*EXERCISE DATA:*
- - -
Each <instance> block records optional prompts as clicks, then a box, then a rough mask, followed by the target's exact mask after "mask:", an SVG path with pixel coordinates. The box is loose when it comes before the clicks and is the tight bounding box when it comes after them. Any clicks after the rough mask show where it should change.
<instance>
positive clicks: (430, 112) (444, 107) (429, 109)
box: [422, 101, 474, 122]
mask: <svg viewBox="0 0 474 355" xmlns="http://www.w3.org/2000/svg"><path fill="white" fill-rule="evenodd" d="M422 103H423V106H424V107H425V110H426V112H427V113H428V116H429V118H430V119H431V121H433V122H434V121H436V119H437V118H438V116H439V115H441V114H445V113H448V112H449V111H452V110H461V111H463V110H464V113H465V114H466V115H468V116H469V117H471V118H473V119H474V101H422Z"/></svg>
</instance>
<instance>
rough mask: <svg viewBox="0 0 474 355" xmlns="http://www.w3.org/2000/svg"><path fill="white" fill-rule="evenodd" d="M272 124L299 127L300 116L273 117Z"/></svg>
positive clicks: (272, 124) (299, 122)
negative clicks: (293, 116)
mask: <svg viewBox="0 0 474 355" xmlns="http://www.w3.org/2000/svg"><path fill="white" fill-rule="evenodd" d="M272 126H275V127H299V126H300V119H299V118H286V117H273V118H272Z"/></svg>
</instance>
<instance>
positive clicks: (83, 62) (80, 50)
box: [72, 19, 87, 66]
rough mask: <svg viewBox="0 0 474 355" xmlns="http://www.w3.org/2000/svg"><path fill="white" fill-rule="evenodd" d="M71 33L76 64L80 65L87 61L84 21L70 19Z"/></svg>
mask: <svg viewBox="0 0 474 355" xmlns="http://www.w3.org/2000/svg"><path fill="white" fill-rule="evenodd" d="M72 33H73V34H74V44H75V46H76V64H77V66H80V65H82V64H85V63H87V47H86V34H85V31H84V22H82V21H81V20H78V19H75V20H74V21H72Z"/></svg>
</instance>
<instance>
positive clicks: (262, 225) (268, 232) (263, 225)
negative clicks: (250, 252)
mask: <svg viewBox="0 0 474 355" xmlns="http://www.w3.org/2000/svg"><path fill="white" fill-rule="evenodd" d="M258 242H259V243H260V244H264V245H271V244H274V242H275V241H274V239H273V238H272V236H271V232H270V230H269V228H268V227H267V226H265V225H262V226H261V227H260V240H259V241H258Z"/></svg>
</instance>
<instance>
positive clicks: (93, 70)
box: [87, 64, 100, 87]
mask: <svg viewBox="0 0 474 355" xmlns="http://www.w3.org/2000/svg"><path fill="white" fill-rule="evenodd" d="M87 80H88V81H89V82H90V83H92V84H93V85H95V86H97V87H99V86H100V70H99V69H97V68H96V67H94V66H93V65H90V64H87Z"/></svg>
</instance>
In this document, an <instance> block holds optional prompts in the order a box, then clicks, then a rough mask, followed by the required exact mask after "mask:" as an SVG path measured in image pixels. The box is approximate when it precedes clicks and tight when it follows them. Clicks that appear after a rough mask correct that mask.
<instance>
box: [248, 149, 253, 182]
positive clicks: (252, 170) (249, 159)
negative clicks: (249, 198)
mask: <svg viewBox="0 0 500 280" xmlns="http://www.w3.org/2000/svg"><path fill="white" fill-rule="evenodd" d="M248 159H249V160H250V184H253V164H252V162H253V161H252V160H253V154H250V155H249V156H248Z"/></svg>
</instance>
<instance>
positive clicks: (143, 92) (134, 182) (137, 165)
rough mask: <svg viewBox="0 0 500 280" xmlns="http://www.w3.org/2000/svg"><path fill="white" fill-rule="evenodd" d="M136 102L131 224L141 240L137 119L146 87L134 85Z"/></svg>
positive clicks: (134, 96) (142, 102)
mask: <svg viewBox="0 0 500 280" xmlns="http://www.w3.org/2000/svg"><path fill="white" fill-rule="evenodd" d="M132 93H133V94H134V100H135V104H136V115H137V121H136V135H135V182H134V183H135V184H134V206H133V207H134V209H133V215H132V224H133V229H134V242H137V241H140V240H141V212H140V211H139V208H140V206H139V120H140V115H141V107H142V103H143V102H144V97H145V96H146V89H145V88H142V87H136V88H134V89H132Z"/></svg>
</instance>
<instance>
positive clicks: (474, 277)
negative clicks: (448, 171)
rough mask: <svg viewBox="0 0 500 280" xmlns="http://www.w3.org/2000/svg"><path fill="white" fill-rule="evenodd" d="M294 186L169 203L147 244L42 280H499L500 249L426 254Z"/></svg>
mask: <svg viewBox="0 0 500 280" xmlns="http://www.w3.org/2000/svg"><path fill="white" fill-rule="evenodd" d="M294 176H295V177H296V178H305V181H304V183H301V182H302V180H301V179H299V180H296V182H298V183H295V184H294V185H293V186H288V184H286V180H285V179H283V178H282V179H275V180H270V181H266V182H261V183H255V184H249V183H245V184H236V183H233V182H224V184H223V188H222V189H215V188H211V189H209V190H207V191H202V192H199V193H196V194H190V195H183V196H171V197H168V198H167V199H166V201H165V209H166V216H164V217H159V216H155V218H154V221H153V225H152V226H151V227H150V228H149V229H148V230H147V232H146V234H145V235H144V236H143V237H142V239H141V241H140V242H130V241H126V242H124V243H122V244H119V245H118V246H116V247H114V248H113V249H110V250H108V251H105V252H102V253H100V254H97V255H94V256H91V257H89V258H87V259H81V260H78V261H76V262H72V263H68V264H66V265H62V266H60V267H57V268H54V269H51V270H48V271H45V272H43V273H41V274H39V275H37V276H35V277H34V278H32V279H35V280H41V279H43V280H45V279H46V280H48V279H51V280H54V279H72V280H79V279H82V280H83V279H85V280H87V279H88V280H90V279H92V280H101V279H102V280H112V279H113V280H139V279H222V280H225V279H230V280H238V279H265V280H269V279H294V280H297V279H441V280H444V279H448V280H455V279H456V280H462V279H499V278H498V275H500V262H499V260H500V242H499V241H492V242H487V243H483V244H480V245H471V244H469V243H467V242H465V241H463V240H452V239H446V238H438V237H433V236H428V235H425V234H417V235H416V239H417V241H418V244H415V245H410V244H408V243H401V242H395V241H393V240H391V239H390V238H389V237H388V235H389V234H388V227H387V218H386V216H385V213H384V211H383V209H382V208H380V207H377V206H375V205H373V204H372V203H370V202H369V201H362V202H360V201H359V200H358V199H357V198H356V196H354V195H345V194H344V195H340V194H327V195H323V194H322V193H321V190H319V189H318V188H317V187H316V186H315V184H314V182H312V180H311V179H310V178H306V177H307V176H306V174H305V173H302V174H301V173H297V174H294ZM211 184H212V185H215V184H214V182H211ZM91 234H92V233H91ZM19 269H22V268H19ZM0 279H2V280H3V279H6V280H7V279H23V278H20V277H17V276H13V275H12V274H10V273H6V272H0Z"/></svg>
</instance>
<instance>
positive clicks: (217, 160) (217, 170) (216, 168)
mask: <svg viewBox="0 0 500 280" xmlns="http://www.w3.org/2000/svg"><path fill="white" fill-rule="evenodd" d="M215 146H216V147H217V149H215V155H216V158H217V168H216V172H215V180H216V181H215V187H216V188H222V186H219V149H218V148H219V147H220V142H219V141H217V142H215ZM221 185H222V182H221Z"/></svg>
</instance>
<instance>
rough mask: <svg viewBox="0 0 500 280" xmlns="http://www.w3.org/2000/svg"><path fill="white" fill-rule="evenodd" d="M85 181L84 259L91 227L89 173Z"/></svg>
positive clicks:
- - -
*TASK DESCRIPTION:*
Look above and repeat, character for character, the lines from the first one to the line with "box: [72, 19, 87, 66]", counting both.

*RESULT FOR THIS EXERCISE:*
Each <instance> block records optional prompts as clicks, then a box, then a rough mask, followed by the target's exact mask after "mask:", an SVG path with pixel coordinates. The box is loose when it comes before the clicks and is the tight bounding box when it comes after them. Any clicks after the rough mask show where it should change.
<instance>
positive clicks: (430, 112) (444, 107) (429, 109)
box: [422, 101, 474, 122]
mask: <svg viewBox="0 0 474 355" xmlns="http://www.w3.org/2000/svg"><path fill="white" fill-rule="evenodd" d="M422 103H423V106H424V107H425V110H426V112H427V113H428V116H429V118H430V119H431V121H433V122H434V121H436V119H437V118H438V116H439V115H441V114H445V113H448V112H449V111H452V110H461V111H463V110H464V113H465V114H466V115H468V116H469V117H471V118H473V119H474V101H422Z"/></svg>
</instance>
<instance>
rough mask: <svg viewBox="0 0 474 355" xmlns="http://www.w3.org/2000/svg"><path fill="white" fill-rule="evenodd" d="M272 124L299 127L300 116L273 117Z"/></svg>
positive clicks: (272, 124) (299, 122)
negative clicks: (293, 116)
mask: <svg viewBox="0 0 474 355" xmlns="http://www.w3.org/2000/svg"><path fill="white" fill-rule="evenodd" d="M272 126H275V127H299V126H300V119H299V118H286V117H273V118H272Z"/></svg>
</instance>
<instance>
positive clicks: (83, 62) (80, 50)
box: [72, 19, 87, 66]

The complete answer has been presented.